Your assignment: Read through the lines below and copy the ones holding the string "carpet".

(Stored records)
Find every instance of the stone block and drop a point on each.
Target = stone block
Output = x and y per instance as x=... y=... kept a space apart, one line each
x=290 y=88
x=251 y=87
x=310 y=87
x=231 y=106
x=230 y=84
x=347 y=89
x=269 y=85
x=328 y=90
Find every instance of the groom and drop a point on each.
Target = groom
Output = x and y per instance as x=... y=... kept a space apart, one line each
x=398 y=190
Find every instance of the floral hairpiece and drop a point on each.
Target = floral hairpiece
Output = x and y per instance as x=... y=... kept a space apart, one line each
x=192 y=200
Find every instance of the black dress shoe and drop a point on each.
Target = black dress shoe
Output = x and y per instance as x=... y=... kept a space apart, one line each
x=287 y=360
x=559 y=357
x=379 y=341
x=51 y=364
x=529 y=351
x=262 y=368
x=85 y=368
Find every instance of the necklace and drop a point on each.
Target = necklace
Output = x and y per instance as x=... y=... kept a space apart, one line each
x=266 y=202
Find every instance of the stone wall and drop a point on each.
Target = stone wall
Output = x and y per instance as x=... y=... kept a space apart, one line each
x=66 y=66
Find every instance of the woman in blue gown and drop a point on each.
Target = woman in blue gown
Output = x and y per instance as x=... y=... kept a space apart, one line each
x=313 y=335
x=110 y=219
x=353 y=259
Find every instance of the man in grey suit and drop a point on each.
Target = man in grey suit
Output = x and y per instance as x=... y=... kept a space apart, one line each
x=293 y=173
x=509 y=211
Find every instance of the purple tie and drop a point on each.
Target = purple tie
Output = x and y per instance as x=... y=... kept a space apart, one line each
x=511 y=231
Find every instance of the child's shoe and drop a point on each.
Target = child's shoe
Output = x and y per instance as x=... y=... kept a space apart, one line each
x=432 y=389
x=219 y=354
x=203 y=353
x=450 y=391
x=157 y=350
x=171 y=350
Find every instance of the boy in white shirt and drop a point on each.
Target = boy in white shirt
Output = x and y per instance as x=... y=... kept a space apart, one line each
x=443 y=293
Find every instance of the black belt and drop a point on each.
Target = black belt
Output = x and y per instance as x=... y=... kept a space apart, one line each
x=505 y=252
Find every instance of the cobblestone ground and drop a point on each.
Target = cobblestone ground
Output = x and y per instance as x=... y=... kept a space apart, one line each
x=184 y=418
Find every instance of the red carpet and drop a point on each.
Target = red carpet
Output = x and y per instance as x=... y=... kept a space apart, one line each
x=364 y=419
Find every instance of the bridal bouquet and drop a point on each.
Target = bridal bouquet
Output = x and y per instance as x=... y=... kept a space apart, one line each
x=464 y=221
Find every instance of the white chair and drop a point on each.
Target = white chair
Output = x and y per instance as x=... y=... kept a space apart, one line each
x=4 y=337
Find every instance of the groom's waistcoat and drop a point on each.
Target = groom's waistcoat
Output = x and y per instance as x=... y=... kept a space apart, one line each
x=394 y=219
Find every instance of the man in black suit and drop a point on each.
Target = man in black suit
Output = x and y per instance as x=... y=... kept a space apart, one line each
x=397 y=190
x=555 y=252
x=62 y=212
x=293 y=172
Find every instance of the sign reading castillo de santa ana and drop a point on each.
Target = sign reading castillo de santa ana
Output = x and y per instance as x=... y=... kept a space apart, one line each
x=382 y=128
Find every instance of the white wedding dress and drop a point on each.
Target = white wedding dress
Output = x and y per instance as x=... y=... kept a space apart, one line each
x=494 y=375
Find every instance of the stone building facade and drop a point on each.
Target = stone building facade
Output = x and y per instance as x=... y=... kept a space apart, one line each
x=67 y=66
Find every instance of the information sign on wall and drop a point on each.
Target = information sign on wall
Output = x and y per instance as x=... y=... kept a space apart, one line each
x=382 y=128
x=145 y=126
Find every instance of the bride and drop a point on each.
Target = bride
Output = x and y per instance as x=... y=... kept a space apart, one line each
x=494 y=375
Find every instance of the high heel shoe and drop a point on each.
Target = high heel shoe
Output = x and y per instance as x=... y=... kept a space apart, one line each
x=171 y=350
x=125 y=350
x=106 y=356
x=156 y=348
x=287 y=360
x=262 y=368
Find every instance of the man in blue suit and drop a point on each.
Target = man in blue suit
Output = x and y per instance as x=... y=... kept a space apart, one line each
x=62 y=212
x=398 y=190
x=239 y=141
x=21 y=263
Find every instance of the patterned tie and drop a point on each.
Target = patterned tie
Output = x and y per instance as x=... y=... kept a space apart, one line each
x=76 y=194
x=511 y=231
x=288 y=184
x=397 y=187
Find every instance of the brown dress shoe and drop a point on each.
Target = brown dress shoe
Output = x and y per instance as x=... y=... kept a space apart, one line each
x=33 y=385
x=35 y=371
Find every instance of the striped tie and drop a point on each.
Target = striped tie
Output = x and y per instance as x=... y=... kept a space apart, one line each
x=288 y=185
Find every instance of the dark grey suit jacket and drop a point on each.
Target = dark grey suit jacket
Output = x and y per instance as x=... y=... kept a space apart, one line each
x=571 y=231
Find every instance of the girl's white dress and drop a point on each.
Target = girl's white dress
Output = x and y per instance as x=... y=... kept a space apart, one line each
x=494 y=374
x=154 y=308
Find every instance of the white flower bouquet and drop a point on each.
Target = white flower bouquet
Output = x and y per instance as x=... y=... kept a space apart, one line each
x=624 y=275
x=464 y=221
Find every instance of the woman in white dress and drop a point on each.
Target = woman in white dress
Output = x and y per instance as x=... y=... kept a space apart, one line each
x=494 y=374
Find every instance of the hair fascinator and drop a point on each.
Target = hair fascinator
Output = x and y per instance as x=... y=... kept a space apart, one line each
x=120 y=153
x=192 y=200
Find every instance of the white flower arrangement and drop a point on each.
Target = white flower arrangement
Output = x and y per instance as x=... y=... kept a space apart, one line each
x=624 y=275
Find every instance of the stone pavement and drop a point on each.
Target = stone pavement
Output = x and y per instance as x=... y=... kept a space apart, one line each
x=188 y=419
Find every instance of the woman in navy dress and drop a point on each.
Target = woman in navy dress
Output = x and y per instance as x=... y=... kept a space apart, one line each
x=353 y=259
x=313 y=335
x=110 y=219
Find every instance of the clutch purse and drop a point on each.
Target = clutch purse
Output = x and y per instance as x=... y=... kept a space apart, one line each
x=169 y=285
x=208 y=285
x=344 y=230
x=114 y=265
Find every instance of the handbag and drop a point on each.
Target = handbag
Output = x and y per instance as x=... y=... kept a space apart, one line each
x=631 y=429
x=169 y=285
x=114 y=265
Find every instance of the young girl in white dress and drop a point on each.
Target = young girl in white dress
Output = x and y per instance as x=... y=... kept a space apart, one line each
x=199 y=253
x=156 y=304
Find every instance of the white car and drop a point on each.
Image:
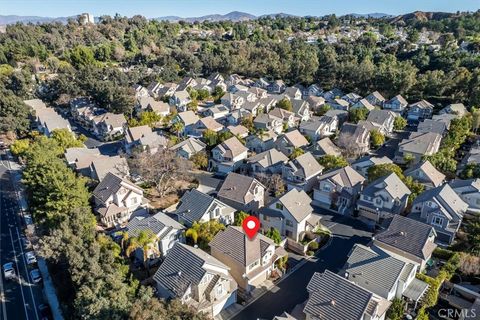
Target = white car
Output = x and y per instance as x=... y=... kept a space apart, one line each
x=9 y=270
x=30 y=257
x=35 y=276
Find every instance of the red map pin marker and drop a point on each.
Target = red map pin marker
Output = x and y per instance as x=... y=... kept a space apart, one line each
x=250 y=226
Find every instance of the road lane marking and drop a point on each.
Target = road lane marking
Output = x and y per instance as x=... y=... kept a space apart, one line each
x=19 y=279
x=26 y=270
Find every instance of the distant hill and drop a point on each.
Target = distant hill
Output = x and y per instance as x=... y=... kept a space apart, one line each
x=422 y=16
x=232 y=16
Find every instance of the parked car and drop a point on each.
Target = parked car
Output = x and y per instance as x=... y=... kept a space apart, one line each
x=30 y=257
x=35 y=275
x=45 y=312
x=9 y=270
x=26 y=243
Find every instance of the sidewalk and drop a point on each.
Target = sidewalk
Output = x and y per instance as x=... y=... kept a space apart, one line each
x=48 y=288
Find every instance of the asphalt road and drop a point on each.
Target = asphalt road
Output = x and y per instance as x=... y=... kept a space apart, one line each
x=293 y=290
x=19 y=297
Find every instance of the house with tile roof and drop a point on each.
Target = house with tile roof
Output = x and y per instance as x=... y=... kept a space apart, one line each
x=408 y=240
x=242 y=192
x=338 y=189
x=332 y=297
x=228 y=156
x=418 y=144
x=375 y=270
x=197 y=279
x=441 y=208
x=469 y=191
x=425 y=173
x=383 y=198
x=116 y=199
x=267 y=162
x=291 y=215
x=165 y=230
x=251 y=261
x=302 y=172
x=196 y=206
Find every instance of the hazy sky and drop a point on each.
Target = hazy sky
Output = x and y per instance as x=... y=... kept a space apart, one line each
x=194 y=8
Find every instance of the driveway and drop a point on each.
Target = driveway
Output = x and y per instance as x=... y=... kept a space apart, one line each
x=293 y=289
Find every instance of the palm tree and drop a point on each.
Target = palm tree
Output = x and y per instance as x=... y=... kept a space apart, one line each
x=143 y=241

Result for this task:
Find every instance of the red carpet and drop a point on each.
Target = red carpet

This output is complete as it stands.